───── AVAILABLE DATA ─────

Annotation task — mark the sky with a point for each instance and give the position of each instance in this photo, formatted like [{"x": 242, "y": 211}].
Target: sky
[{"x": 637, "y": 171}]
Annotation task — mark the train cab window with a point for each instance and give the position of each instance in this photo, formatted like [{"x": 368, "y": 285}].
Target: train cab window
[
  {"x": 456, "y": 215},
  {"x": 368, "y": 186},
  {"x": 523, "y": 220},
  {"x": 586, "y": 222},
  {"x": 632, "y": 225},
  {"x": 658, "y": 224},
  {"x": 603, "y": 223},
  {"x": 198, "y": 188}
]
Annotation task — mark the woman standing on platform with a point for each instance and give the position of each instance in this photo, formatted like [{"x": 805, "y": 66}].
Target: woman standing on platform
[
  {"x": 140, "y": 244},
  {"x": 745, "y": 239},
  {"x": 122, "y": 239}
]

─────

# THE REQUEST
Rewrite the listing above, changing every "Annotation task" to "Labeling task" and leaving everything else as it is.

# REPLY TO THE EXERCISE
Labeling task — mark the sky with a point for each instance and give the position of each instance in this photo, formatted like [{"x": 242, "y": 211}].
Target: sky
[{"x": 637, "y": 171}]
Labeling task — mark the train cab window with a point for each instance and give the position of each instance in this photo, formatted like [{"x": 368, "y": 285}].
Target: train cab window
[
  {"x": 456, "y": 215},
  {"x": 368, "y": 186},
  {"x": 523, "y": 220},
  {"x": 586, "y": 222},
  {"x": 632, "y": 225},
  {"x": 658, "y": 224},
  {"x": 603, "y": 223},
  {"x": 198, "y": 188}
]
Labeling task — mark the woman standing on platform with a point for each instance and give the position of each instance in this photo, formatted like [{"x": 805, "y": 66}].
Target: woman standing on platform
[
  {"x": 140, "y": 244},
  {"x": 745, "y": 239},
  {"x": 122, "y": 239}
]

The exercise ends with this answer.